+++ MATERIAL FOR THE TASK
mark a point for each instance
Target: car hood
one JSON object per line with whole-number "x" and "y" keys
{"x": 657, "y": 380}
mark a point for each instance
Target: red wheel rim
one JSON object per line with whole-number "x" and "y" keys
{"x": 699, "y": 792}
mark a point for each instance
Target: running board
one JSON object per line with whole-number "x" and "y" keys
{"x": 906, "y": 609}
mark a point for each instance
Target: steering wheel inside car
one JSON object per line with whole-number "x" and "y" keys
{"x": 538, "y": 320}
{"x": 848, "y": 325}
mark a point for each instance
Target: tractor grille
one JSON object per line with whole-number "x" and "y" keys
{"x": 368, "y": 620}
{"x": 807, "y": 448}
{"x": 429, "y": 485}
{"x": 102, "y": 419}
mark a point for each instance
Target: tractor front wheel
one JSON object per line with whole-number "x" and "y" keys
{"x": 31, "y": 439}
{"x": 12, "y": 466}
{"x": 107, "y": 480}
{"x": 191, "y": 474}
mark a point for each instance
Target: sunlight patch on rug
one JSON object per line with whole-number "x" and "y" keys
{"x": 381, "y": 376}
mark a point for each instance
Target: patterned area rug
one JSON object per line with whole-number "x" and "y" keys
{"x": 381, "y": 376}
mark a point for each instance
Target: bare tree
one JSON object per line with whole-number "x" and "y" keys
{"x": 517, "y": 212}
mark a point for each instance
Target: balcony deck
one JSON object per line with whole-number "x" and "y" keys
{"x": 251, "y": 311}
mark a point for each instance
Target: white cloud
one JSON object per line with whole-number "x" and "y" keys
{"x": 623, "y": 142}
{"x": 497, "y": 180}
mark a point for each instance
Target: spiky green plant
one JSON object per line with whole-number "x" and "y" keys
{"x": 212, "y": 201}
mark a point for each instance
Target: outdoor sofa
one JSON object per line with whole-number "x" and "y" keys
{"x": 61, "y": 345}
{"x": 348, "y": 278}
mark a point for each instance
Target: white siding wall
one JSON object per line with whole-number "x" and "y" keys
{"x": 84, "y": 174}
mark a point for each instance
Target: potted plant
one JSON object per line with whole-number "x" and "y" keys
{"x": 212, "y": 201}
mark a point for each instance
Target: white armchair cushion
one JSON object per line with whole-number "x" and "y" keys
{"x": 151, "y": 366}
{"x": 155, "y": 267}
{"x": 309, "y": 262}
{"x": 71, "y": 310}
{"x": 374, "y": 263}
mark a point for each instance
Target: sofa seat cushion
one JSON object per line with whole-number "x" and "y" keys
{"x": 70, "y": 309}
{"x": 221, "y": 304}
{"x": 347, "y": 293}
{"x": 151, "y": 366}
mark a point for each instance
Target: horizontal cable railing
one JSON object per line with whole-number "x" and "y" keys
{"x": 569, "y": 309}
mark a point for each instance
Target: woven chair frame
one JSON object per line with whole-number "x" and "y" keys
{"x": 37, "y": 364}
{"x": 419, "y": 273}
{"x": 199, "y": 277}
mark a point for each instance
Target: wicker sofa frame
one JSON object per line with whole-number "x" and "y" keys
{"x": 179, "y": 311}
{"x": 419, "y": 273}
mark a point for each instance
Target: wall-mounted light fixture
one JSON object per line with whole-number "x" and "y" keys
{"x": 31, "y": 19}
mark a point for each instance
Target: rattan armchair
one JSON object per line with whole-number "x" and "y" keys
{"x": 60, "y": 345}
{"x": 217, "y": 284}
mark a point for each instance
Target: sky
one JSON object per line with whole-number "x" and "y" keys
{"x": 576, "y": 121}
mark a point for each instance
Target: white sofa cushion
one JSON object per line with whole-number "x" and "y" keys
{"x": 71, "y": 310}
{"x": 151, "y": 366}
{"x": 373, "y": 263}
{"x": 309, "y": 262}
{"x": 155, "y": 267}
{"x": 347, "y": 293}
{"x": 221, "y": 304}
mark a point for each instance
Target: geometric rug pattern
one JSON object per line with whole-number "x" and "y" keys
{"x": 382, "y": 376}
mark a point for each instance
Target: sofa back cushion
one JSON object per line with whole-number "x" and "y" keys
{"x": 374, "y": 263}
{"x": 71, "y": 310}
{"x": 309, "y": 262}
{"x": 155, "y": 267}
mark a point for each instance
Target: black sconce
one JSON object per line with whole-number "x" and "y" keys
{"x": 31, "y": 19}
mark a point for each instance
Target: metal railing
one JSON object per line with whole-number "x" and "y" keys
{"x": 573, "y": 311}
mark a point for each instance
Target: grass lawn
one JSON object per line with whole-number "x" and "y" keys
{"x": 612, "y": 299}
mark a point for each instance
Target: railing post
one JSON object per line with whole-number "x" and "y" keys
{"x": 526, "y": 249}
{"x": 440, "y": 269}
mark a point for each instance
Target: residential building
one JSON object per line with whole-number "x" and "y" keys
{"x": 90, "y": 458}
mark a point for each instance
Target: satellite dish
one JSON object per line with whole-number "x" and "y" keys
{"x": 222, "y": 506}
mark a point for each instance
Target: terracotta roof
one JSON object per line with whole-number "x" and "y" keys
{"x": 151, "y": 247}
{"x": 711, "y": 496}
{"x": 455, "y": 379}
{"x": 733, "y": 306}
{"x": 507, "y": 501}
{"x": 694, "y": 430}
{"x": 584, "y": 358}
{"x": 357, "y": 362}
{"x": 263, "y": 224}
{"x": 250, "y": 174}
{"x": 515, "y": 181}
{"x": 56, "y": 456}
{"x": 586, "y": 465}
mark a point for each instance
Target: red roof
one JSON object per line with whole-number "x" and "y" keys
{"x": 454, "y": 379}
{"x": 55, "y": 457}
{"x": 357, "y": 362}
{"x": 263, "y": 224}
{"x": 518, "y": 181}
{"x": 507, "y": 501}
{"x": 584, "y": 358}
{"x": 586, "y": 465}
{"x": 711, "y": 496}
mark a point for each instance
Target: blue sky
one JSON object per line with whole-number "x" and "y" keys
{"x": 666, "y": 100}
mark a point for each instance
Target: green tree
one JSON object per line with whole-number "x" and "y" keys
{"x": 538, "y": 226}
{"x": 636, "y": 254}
++++++
Return all of the above records exactly, leaving no line out.

mark a point for each instance
Target: car hood
one JSON object per line with whole-number "x" and "y" keys
{"x": 657, "y": 380}
mark a point for each instance
Target: red wheel rim
one JSON object per line with whole-number "x" and "y" keys
{"x": 699, "y": 792}
mark a point for each instance
Target: running board
one JSON object per line with whole-number "x" and "y" keys
{"x": 906, "y": 609}
mark a point for each instance
Target: steering wheel inside car
one JSON object per line with whole-number "x" and "y" keys
{"x": 538, "y": 320}
{"x": 848, "y": 325}
mark a point for each instance
Target: tractor grille
one JSON object per line with whole-number "x" and "y" keys
{"x": 368, "y": 620}
{"x": 807, "y": 448}
{"x": 429, "y": 485}
{"x": 102, "y": 419}
mark a point for each instance
Target: tractor front wheel
one JSON object per line with whole-number "x" and "y" keys
{"x": 31, "y": 439}
{"x": 12, "y": 466}
{"x": 107, "y": 480}
{"x": 191, "y": 474}
mark a point for each instance
Target: sunlight patch on rug
one JSON object per line with whole-number "x" and "y" keys
{"x": 381, "y": 376}
mark a point for each instance
Target: patterned area rug
one JSON object per line with whole-number "x" and "y" keys
{"x": 381, "y": 376}
mark a point for each instance
Target: bare tree
one JSON object per line with whole-number "x" and "y" keys
{"x": 517, "y": 212}
mark a point for each instance
Target: balcony deck
one JSON object per line with whole-number "x" and "y" keys
{"x": 251, "y": 311}
mark a point for each instance
Target: white cloud
one JSON object per line with whole-number "x" and "y" keys
{"x": 623, "y": 142}
{"x": 497, "y": 180}
mark a point for each instance
Target: spiky green plant
one JSON object per line with whole-number "x" and "y" keys
{"x": 212, "y": 201}
mark a point for each instance
Target: outdoor sofa
one JSON object per line with whole-number "x" and "y" keys
{"x": 61, "y": 345}
{"x": 348, "y": 278}
mark a point for each instance
Target: white siding wall
one JSON object per line with whole-number "x" and "y" keys
{"x": 84, "y": 174}
mark a point for each instance
Target: potted plant
one JSON object per line with whole-number "x" and "y" keys
{"x": 212, "y": 201}
mark a point for each instance
Target: white armchair cushion
one JSON object per line with whole-number "x" and "y" keys
{"x": 151, "y": 366}
{"x": 155, "y": 267}
{"x": 309, "y": 262}
{"x": 71, "y": 310}
{"x": 374, "y": 263}
mark a point for each instance
Target: sofa seat cushion
one JSON object per line with whole-number "x" and "y" keys
{"x": 70, "y": 309}
{"x": 221, "y": 304}
{"x": 347, "y": 293}
{"x": 151, "y": 366}
mark a point for each instance
Target: horizontal cable railing
one JSON object per line with whole-number "x" and "y" keys
{"x": 569, "y": 309}
mark a point for each instance
Target: woven chair frame
one JSON object per line with whole-number "x" and "y" keys
{"x": 37, "y": 364}
{"x": 419, "y": 273}
{"x": 199, "y": 277}
mark a point for each instance
Target: wicker sofa frame
one JSON object per line with whole-number "x" and "y" keys
{"x": 179, "y": 311}
{"x": 419, "y": 273}
mark a point for each instance
Target: wall-mounted light fixture
one JSON object per line with whole-number "x" and "y" keys
{"x": 31, "y": 19}
mark a point for each instance
Target: rattan armchair
one JSON object per line with whole-number "x" and "y" keys
{"x": 60, "y": 345}
{"x": 217, "y": 284}
mark a point for each instance
Target: sky
one JSON object per line with whole-number "x" and "y" keys
{"x": 576, "y": 121}
mark a point for each instance
Target: white sofa cushion
one JSON object per line with whole-number "x" and "y" keys
{"x": 71, "y": 310}
{"x": 151, "y": 366}
{"x": 373, "y": 263}
{"x": 309, "y": 262}
{"x": 155, "y": 267}
{"x": 347, "y": 293}
{"x": 221, "y": 304}
mark a point for each instance
Target: geometric rug pattern
one JSON object per line with whole-number "x" and "y" keys
{"x": 382, "y": 376}
mark a point for each instance
Target: sofa back cushion
one JSON object per line with whole-number "x" and "y" keys
{"x": 374, "y": 263}
{"x": 71, "y": 310}
{"x": 309, "y": 262}
{"x": 155, "y": 267}
mark a point for each instance
Target: black sconce
one JSON object per line with whole-number "x" and "y" keys
{"x": 31, "y": 19}
mark a point for each instance
Target: metal railing
one JSON object per line with whole-number "x" and "y" keys
{"x": 573, "y": 311}
mark a point for each instance
Target: grass lawn
one JSON object per line with whole-number "x" and "y" keys
{"x": 612, "y": 299}
mark a point for each instance
Target: railing post
one JSON object per line with whole-number "x" and "y" keys
{"x": 526, "y": 249}
{"x": 440, "y": 269}
mark a point for each instance
Target: residential building
one JSON object per line with whole-number "x" and "y" keys
{"x": 90, "y": 458}
mark a point for each instance
Target: satellite dish
one JSON object per line with whole-number "x" and "y" keys
{"x": 222, "y": 506}
mark a point for each instance
Target: terracotta roof
one JSON object per line with whole-number "x" and "y" keys
{"x": 151, "y": 247}
{"x": 711, "y": 496}
{"x": 455, "y": 379}
{"x": 733, "y": 306}
{"x": 507, "y": 501}
{"x": 694, "y": 430}
{"x": 584, "y": 358}
{"x": 357, "y": 362}
{"x": 263, "y": 224}
{"x": 250, "y": 174}
{"x": 515, "y": 181}
{"x": 56, "y": 456}
{"x": 586, "y": 465}
mark a point for each instance
Target: red roof
one JSON object per line with whole-number "x" and "y" keys
{"x": 454, "y": 379}
{"x": 55, "y": 457}
{"x": 357, "y": 362}
{"x": 263, "y": 224}
{"x": 518, "y": 181}
{"x": 507, "y": 501}
{"x": 584, "y": 358}
{"x": 586, "y": 465}
{"x": 711, "y": 496}
mark a point for each instance
Target: blue sky
one JSON object per line with whole-number "x" and "y" keys
{"x": 666, "y": 100}
mark a point for each instance
Target: green tree
one JSON object per line with whole-number "x" and "y" keys
{"x": 538, "y": 226}
{"x": 636, "y": 254}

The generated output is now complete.